Texte →
= = = =

« Le suicide est toujours l’expression d’une grande souffrance, d’une  fragilité intérieure, d’un vécu devenu insupportable… »

« L’adolescent peut faire parfois des tentatives de suicide, qui sont en elles-mêmes des appels au secours…qu’on n’entend pas!… »

Le nombre des cas de suicides augmente d’une manière qui inquiète énormément les spécialistes. Selon l’OMS, le Maroc reste l’un des pays à fort taux de suicide au monde. Et c’est dans la région Tanger-Tétouan-Al Hoceima que ces cas sont les plus nombreux.
Madiha Hajoui, psychologue clinicienne et psychothérapeute d’orientation psychanalytique, nous explique, dans cette interview, tous les détails de ce grave phénomène social.

Si des suicides ont lieu tout au long de l’année, le début du mois de Ramadan a été spécialement marqué par l’augmentation des cas aussi bien à Tanger qu’à Chefchaouen.
Tout d’abord, existe-t-il des signaux qui alertent de l’existence d’une possibilité de suicide?

= = = =

Entrées extraites →

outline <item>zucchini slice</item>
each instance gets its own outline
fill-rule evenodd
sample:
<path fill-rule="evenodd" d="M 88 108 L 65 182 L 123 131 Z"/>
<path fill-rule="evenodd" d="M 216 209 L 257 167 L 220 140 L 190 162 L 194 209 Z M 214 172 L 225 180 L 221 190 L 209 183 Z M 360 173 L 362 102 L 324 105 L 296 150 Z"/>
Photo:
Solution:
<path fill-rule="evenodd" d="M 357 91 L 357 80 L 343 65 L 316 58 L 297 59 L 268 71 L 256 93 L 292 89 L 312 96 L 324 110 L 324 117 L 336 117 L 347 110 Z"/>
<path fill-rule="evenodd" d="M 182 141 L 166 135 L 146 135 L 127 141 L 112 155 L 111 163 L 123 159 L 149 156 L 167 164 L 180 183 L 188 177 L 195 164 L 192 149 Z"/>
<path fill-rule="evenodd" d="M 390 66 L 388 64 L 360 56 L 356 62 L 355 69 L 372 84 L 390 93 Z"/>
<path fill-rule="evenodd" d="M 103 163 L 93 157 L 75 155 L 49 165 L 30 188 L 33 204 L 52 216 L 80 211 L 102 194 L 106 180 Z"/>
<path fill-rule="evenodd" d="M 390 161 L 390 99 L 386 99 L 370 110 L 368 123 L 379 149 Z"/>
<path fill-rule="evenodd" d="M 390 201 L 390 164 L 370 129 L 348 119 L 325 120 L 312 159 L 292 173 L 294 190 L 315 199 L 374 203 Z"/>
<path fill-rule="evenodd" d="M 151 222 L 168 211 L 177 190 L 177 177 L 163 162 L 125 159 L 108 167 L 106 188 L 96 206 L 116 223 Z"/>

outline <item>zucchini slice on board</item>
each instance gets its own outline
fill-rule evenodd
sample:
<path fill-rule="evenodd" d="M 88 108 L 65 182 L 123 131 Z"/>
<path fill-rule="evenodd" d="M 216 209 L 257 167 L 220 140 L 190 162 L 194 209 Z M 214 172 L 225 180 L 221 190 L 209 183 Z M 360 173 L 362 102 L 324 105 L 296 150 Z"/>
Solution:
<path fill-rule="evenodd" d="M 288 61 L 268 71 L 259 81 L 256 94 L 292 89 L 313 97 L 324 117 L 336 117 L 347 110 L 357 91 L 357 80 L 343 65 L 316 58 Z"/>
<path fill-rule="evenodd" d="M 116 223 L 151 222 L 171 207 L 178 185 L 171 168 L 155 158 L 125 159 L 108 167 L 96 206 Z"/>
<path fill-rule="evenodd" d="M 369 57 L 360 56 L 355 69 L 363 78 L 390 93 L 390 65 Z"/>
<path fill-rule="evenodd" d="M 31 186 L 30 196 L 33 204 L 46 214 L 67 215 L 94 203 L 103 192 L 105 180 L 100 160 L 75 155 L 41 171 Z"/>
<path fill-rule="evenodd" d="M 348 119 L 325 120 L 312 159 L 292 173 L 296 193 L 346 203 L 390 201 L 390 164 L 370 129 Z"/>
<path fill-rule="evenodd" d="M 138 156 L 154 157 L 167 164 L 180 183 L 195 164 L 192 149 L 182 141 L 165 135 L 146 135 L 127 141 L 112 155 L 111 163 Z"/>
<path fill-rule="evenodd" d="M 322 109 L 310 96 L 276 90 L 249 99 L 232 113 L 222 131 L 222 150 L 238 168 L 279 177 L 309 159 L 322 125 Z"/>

= = = =

Volets de l'exercice →
**A)** D'après le texte sur le suicide au Maroc, dans quelle région les cas sont-ils les plus nombreux ?
**B)** Prolongez le texte sur le suicide au Maroc à partir de sa dernière phrase.
Les entrées n'interviennent nullement dans ce travail.

Réponses par consigne →
**A)** Dans la région Tanger-Tétouan-Al Hoceima.

**B)**
Oui, bien sûr, il y a  des signaux précurseurs mais le problème est que très peu de personnes sont capables de les percevoir. Les proches souvent sont témoins de certains comportements mais ne mesurent pas leur dangerosité ou sont dans le déni. Si la personne suicidaire émet parfois de façon détournée ou claire son intention de mettre fin à ses jours, la réponse est souvent inadéquate et conforte plutôt le projet de suicide. En fait, seuls les spécialistes, psychiatres et psychologues cliniciens, sont à même de détecter un état d’esprit suicidaire latent ou avéré et de procéder à une prise en charge dans leurs domaines thérapeutiques:  médicaments d’une part et une psychothérapie sont nécessaires dans ces cas de figure.

Une question, s.v.p: Qu’est-ce que vous voulez dire par « réponse inadéquate »?

Je réponds à cette question avant d’entamer l’autre.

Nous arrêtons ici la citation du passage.